Text segment:
== Segment start ==

A 5-mm-diameter mycelial plug, excised from a three-day-old sample of the pathogenic fungi colony, was transferred to the center of each plate. As a control, a mycelial plug of the pathogenic fungi was placed on a GYM and PDA plate without any Streptomyces strain. The dual culture plates were incubated in a growth chamber at 21°C and 28°C for three days, after which the radial mycelial growth of the pathogenic fungi was measured and compared to that of the control. Three replicates were conducted for each Streptomyces– the pathogenic fungal strain combination. The colony size in each treatment was recorded and the percentage inhibition of hyphal growth was calculated by the following formula: Protection percentage = [(Control-Treatment)/Control] × 100.

== Segment end ==

[Collected data entries]

== Segment start ==

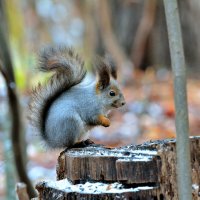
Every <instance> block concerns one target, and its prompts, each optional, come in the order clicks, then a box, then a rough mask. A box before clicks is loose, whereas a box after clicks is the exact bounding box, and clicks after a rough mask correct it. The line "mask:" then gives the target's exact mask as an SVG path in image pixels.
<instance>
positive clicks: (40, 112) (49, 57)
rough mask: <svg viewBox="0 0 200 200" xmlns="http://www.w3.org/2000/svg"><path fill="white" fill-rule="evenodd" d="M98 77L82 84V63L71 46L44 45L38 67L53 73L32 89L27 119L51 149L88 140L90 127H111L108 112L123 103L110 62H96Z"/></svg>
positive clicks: (115, 74)
mask: <svg viewBox="0 0 200 200" xmlns="http://www.w3.org/2000/svg"><path fill="white" fill-rule="evenodd" d="M95 67H96V70H97V74H98V79H97V80H96V81H95V82H93V83H91V84H89V85H83V84H81V83H82V82H83V79H84V77H85V75H86V69H85V68H84V62H83V60H82V59H81V58H80V57H79V55H78V54H76V53H74V51H73V49H71V48H68V47H65V46H62V47H47V48H44V50H43V51H42V52H41V54H40V57H39V69H40V70H41V71H43V72H51V71H52V72H54V73H53V75H52V76H51V77H50V79H49V80H48V82H47V83H46V84H44V85H43V86H42V85H41V84H38V86H37V87H36V88H35V89H34V90H33V92H32V100H31V103H30V111H31V114H30V119H31V121H32V125H33V126H34V127H35V128H36V129H37V131H39V132H40V134H41V136H42V138H43V139H44V141H45V142H46V143H47V145H48V146H49V147H51V148H69V147H72V146H73V145H75V144H76V143H79V142H81V141H84V140H85V139H87V132H88V130H90V129H91V128H92V127H94V126H97V125H102V126H104V127H108V126H110V120H109V119H108V117H107V114H108V112H109V111H110V110H112V109H114V108H118V107H121V106H123V105H124V104H125V99H124V96H123V94H122V92H121V90H120V88H119V86H118V83H117V81H116V79H117V71H116V67H115V66H114V64H113V63H111V62H110V63H109V62H108V61H106V60H105V59H103V58H98V59H97V60H96V62H95Z"/></svg>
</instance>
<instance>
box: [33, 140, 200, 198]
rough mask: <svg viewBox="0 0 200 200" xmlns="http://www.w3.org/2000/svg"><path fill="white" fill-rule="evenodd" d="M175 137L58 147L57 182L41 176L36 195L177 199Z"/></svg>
mask: <svg viewBox="0 0 200 200" xmlns="http://www.w3.org/2000/svg"><path fill="white" fill-rule="evenodd" d="M190 143H191V158H192V159H191V162H192V183H193V185H192V189H193V199H200V188H199V185H200V170H199V169H200V137H191V138H190ZM175 148H176V141H175V140H174V139H170V140H162V141H154V142H147V143H144V144H142V145H130V146H125V147H121V148H113V149H110V148H106V147H103V146H100V145H90V146H88V147H85V148H74V149H70V150H67V151H64V152H62V153H61V154H60V156H59V158H58V165H57V179H58V181H57V182H41V183H39V184H37V186H36V189H37V190H38V192H39V199H43V200H45V199H59V200H65V199H88V200H89V199H133V200H134V199H137V200H139V199H141V200H142V199H158V200H162V199H172V200H173V199H178V193H177V183H176V151H175Z"/></svg>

== Segment end ==

Task:
Extract, word for word, the portion of the fungal dual culture text from "A 5-mm-diameter mycelial" down to "[(Control-Treatment)/Control] × 100.".

Exercise response:
A 5-mm-diameter mycelial plug, excised from a three-day-old sample of the pathogenic fungi colony, was transferred to the center of each plate. As a control, a mycelial plug of the pathogenic fungi was placed on a GYM and PDA plate without any Streptomyces strain. The dual culture plates were incubated in a growth chamber at 21°C and 28°C for three days, after which the radial mycelial growth of the pathogenic fungi was measured and compared to that of the control. Three replicates were conducted for each Streptomyces– the pathogenic fungal strain combination. The colony size in each treatment was recorded and the percentage inhibition of hyphal growth was calculated by the following formula: Protection percentage = [(Control-Treatment)/Control] × 100.